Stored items
# # # # #
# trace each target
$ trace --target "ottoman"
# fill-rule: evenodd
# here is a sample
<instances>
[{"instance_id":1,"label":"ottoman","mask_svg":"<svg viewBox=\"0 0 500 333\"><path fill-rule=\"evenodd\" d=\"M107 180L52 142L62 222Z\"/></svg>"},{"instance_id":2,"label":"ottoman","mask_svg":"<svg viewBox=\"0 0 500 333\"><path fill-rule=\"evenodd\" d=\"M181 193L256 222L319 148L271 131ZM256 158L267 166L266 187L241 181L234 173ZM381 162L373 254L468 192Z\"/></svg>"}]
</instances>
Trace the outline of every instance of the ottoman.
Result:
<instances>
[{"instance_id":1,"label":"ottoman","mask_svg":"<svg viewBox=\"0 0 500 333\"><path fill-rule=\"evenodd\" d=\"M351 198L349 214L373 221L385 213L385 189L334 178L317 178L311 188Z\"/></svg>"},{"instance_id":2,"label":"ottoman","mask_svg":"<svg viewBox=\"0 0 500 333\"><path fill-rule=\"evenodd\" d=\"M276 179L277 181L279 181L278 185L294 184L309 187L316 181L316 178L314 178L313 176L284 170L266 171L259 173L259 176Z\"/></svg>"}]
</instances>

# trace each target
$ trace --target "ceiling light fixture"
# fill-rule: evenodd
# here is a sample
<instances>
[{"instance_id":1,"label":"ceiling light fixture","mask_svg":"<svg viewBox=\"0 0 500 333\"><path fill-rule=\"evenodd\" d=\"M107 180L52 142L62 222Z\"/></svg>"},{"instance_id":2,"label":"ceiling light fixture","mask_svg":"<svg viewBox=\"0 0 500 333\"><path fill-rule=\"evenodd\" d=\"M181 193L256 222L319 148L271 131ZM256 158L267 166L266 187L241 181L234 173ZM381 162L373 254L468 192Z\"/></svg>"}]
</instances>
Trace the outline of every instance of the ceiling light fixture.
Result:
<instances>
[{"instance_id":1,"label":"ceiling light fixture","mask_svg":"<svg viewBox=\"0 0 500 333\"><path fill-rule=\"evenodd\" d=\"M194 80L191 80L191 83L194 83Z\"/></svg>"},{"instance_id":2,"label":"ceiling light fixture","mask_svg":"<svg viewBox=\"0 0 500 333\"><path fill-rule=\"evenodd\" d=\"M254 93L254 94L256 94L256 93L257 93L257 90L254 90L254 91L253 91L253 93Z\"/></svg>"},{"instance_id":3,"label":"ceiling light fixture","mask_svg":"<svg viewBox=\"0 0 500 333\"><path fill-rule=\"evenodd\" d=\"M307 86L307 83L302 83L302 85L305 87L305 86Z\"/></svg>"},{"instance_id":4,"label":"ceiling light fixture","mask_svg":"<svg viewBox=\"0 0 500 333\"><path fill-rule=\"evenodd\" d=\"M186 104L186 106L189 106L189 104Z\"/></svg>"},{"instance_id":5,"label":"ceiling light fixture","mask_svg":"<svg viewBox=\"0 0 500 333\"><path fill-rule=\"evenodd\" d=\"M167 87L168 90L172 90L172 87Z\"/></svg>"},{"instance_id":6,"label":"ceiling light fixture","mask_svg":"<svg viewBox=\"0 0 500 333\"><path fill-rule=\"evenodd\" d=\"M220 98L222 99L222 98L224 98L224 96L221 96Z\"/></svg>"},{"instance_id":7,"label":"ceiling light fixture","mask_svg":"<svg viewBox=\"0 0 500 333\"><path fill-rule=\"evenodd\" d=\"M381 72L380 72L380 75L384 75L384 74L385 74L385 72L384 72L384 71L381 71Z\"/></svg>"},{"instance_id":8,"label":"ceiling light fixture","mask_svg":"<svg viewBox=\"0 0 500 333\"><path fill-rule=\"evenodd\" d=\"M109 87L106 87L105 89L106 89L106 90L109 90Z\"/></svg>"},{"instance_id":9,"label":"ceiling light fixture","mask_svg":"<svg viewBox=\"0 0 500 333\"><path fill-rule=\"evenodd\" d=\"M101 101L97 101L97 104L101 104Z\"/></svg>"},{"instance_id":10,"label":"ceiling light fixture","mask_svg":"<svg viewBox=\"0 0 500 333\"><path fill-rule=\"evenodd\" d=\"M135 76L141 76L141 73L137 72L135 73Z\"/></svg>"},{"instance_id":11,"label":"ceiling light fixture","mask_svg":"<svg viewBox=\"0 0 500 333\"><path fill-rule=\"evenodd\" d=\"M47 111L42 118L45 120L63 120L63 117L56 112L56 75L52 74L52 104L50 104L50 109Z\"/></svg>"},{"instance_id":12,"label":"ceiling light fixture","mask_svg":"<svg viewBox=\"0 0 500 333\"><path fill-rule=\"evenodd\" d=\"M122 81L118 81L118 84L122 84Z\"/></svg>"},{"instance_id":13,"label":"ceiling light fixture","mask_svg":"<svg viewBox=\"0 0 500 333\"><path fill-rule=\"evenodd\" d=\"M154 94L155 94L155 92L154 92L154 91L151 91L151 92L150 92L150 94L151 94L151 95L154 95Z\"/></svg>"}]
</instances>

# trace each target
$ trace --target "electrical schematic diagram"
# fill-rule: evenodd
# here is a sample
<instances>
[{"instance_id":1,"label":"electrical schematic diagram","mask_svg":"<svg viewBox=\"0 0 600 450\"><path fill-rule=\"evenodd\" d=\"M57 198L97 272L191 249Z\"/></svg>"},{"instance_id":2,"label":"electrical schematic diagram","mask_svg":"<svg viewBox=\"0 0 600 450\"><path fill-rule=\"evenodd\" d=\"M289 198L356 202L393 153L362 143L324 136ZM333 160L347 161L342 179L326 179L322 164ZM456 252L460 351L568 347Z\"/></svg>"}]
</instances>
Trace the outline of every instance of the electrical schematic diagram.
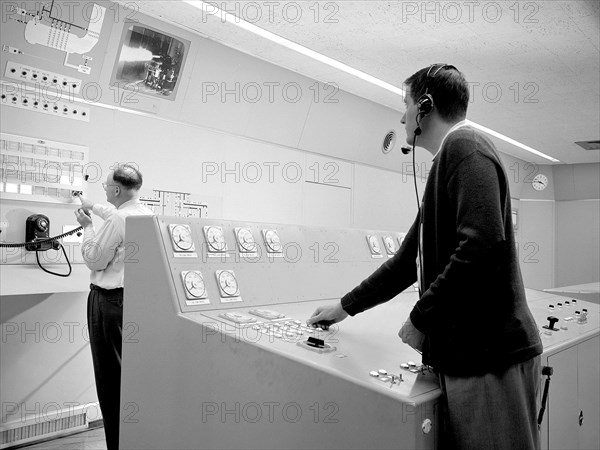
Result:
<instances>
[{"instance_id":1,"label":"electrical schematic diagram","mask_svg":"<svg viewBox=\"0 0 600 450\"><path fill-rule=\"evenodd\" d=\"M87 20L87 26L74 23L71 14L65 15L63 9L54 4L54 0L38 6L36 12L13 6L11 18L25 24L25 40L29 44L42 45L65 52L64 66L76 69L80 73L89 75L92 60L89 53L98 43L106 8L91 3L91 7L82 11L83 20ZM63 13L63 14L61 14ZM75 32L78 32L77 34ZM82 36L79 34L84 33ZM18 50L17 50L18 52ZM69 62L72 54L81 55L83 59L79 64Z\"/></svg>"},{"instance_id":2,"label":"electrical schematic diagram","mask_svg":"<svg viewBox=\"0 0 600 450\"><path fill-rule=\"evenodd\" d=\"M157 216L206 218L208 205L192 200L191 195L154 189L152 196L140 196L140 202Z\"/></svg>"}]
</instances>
# # # # #
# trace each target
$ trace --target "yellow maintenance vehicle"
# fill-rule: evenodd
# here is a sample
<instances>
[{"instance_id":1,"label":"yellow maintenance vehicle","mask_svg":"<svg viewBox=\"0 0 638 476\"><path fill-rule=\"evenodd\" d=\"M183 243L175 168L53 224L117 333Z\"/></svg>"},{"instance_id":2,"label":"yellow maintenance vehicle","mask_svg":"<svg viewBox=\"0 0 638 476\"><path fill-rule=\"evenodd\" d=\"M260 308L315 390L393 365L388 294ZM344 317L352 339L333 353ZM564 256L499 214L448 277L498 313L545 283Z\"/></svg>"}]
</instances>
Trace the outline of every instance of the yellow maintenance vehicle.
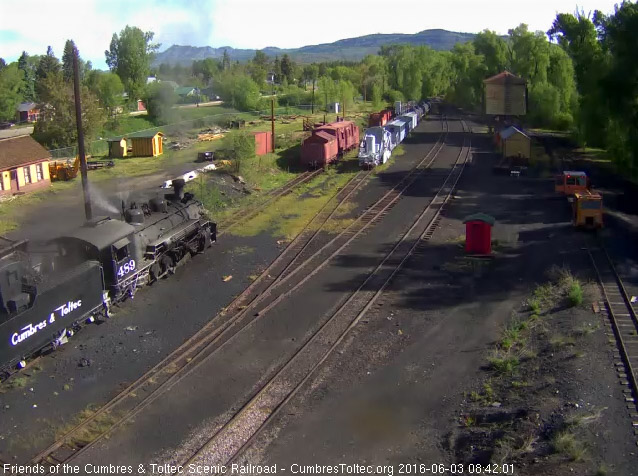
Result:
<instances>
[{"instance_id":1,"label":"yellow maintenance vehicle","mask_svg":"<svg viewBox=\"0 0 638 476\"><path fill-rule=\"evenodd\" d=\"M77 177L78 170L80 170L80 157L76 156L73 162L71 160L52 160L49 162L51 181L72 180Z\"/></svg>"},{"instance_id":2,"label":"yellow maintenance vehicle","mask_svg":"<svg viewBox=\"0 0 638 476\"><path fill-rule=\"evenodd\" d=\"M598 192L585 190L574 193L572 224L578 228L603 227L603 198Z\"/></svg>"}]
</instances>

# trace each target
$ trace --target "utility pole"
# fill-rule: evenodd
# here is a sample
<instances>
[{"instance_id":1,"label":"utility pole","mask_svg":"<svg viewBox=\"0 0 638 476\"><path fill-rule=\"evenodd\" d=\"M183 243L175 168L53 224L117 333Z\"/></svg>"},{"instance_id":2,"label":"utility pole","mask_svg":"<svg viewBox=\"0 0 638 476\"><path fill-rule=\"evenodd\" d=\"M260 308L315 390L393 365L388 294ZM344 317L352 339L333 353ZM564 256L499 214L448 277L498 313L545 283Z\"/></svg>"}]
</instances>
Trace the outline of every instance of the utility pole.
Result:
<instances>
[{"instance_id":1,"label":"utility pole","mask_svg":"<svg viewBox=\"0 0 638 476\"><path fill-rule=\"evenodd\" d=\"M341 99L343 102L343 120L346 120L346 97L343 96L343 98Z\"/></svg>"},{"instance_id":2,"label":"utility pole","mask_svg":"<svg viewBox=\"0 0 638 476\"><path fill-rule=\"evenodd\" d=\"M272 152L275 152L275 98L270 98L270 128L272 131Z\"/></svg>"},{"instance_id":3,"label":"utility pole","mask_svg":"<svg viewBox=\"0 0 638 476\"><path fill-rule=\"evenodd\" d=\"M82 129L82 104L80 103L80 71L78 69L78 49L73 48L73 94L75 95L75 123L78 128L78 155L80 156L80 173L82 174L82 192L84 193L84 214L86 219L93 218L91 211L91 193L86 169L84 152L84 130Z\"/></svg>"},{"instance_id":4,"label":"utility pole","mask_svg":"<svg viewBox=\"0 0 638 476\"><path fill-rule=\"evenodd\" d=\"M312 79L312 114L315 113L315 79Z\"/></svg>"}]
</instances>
# # # # #
WHAT IS EXPECTED — Filter the entries above and return only the lines holding "outline".

EXPECTED ANSWER —
Trace the outline of every instance of the ottoman.
Trace the outline of every instance of the ceiling light fixture.
Trace the outline of every instance of the electrical schematic diagram.
Trace the outline of every instance of the yellow maintenance vehicle.
Trace the outline of every instance of the utility pole.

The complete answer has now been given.